** Start TEXT TO READ **
3D Flex Training error (library not found)

Hi,
I am testing the new 3D flex tool. I follow the tutorial up until the 3D flex training job, where I stumble upon this error:

Any ideas on what is going on?
Thanks for your help :smiley:
Cheers,
Samara

Hi @Smona. To make it easier to search the forum (and find topics like Pytorch installation failure (libnccl.so.2) :smiley:), please post error messages as text instead of screenshots.
Does the link help resolve the ImportError you observed?

1 Like

Thanks for your reply. It actually gave me another error. Is there any way to fix this?

[CPU:  418.0 MB  Avail: 117.86 GB]
Traceback (most recent call last):
  File "cryosparc_master/cryosparc_compute/run.py", line 83, in cryosparc_compute.run.main
  File "/home/cryspc/Cryosparc/cryosparc_worker/cryosparc_compute/jobs/jobregister.py", line 442, in get_run_function
    runmod = importlib.import_module(".."+modname, __name__)
  File "/home/cryspc/Cryosparc/cryosparc_worker/deps/anaconda/envs/cryosparc_worker_env/lib/python3.8/importlib/__init__.py", line 127, in import_module
    return _bootstrap._gcd_import(name[level:], package, level)
** End TEXT TO READ **
** Start DATA BLOCK **
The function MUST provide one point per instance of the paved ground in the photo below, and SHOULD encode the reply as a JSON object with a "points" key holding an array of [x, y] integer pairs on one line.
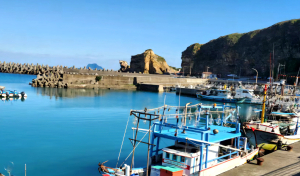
** End DATA BLOCK **
:: WORK TO COMPLETE ::
(1) Answer these questions from the 3D Flex forum thread:
(a) At which job in the tutorial does the first poster run into the error?
(b) In what form does the reply ask that error messages be posted?
(c) How much memory does the log output list as available?
(2) Quote the 3D Flex forum thread word for word, starting with "Thanks for your help" and going on through "to fix this?".

:: EXPECTED OUTPUTS ::
(1)
(a) The 3D flex training job.
(b) As text, not as screenshots.
(c) 117.86 GB.

(2)
Thanks for your help :smiley:
Cheers,
Samara

Hi @Smona. To make it easier to search the forum (and find topics like Pytorch installation failure (libnccl.so.2) :smiley:), please post error messages as text instead of screenshots.
Does the link help resolve the ImportError you observed?

1 Like

Thanks for your reply. It actually gave me another error. Is there any way to fix this?